__Dataset__.
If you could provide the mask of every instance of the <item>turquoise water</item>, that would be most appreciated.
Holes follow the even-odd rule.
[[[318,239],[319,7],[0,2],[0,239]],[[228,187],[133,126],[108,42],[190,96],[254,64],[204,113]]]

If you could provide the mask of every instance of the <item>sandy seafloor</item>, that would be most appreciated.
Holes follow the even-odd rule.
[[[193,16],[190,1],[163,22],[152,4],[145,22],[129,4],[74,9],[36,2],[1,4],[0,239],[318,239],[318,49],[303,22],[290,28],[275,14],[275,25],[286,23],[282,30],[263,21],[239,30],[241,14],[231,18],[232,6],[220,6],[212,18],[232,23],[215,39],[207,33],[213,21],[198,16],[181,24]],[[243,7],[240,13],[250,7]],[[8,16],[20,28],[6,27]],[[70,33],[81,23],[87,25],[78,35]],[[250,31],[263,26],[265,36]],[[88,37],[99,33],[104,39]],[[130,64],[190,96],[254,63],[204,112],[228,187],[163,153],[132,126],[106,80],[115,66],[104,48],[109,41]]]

--

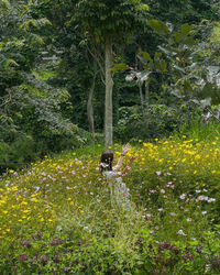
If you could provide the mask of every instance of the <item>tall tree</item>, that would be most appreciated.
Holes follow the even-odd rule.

__Exercise instructions__. Gather all lines above that contain the word "every" and copy each of them in full.

__Exercise output__.
If you could provide the mask of every instance of the <item>turquoise water</item>, that would be most appreciated.
If you could provide the mask of every instance of the <item>sandy seafloor</item>, that would be most appreciated.
If you could provide the mask of every instance of the <item>tall tree</item>, that would be most appreciated.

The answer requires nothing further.